(Recorded data)
________________

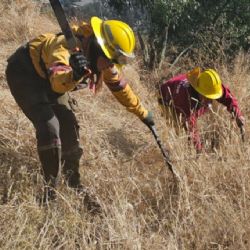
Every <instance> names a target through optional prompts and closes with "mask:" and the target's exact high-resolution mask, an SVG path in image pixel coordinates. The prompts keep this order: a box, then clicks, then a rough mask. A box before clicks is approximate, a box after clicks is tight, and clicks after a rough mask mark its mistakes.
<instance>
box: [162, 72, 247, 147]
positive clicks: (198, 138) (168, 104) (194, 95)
mask: <svg viewBox="0 0 250 250" xmlns="http://www.w3.org/2000/svg"><path fill="white" fill-rule="evenodd" d="M159 92H160V93H159V94H160V96H159V103H160V104H161V105H162V106H163V109H167V111H170V112H169V113H166V114H167V115H168V116H169V115H170V117H166V118H167V119H170V120H171V121H174V126H175V127H176V129H177V130H178V128H183V127H184V128H185V129H186V130H188V131H189V134H190V135H191V138H192V141H193V143H194V145H195V147H196V150H197V152H200V151H201V149H202V143H201V139H200V135H199V131H198V127H197V119H198V118H199V117H200V116H202V115H203V114H205V113H206V112H207V111H208V110H209V106H208V105H209V103H210V102H207V104H202V103H201V102H200V99H199V95H198V93H197V92H196V91H195V89H194V88H193V85H190V80H188V79H187V75H186V74H182V75H178V76H175V77H173V78H171V79H170V80H168V81H166V82H164V83H163V84H162V85H161V86H160V90H159ZM216 101H217V102H219V103H221V104H223V105H224V106H226V107H227V110H228V112H230V113H232V114H233V115H234V117H236V121H237V118H238V119H240V117H242V114H241V111H240V109H239V106H238V102H237V100H236V98H235V97H234V96H233V95H232V93H231V92H230V90H229V88H227V87H226V86H224V85H223V84H222V96H221V98H219V99H216Z"/></svg>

________________

Reproduce the lines above verbatim, covering all of the records, and omit the pictures from your answer.

* EXERCISE RESULT:
Every <instance> names a target through optional prompts and closes with "mask:" and the target's exact high-resolution mask, an SVG path in image pixel coordinates. The prompts keep this order: a box, then clicks, then a rough mask. A box before clicks is approximate, a box after clicks is tight, and clicks after a rough mask mark its mistakes.
<instance>
box: [162, 72, 247, 147]
positive clicks: (198, 138) (168, 104) (194, 95)
mask: <svg viewBox="0 0 250 250" xmlns="http://www.w3.org/2000/svg"><path fill="white" fill-rule="evenodd" d="M159 92H160V93H159V94H160V96H159V103H160V104H161V105H162V106H163V109H167V111H170V112H169V113H166V114H167V115H168V116H169V115H170V117H166V118H167V119H170V120H171V121H174V126H175V127H176V129H177V130H178V128H183V127H184V128H185V129H186V130H188V131H189V134H190V135H191V138H192V141H193V143H194V145H195V147H196V150H197V152H200V151H201V149H202V143H201V139H200V135H199V131H198V127H197V119H198V118H199V117H200V116H202V115H203V114H205V113H206V112H207V111H208V110H209V106H208V105H209V103H210V102H207V104H202V103H201V102H200V99H199V95H198V93H197V92H196V91H195V89H194V88H193V85H190V80H188V79H187V75H186V74H182V75H178V76H175V77H173V78H171V79H170V80H168V81H166V82H164V83H163V84H162V85H161V86H160V90H159ZM216 101H217V102H219V103H221V104H223V105H224V106H226V107H227V110H228V112H230V113H232V114H233V115H234V117H236V121H237V118H238V119H240V117H242V114H241V111H240V109H239V106H238V102H237V100H236V98H235V97H234V96H233V95H232V93H231V92H230V90H229V88H227V87H226V86H224V85H223V84H222V96H221V98H219V99H216Z"/></svg>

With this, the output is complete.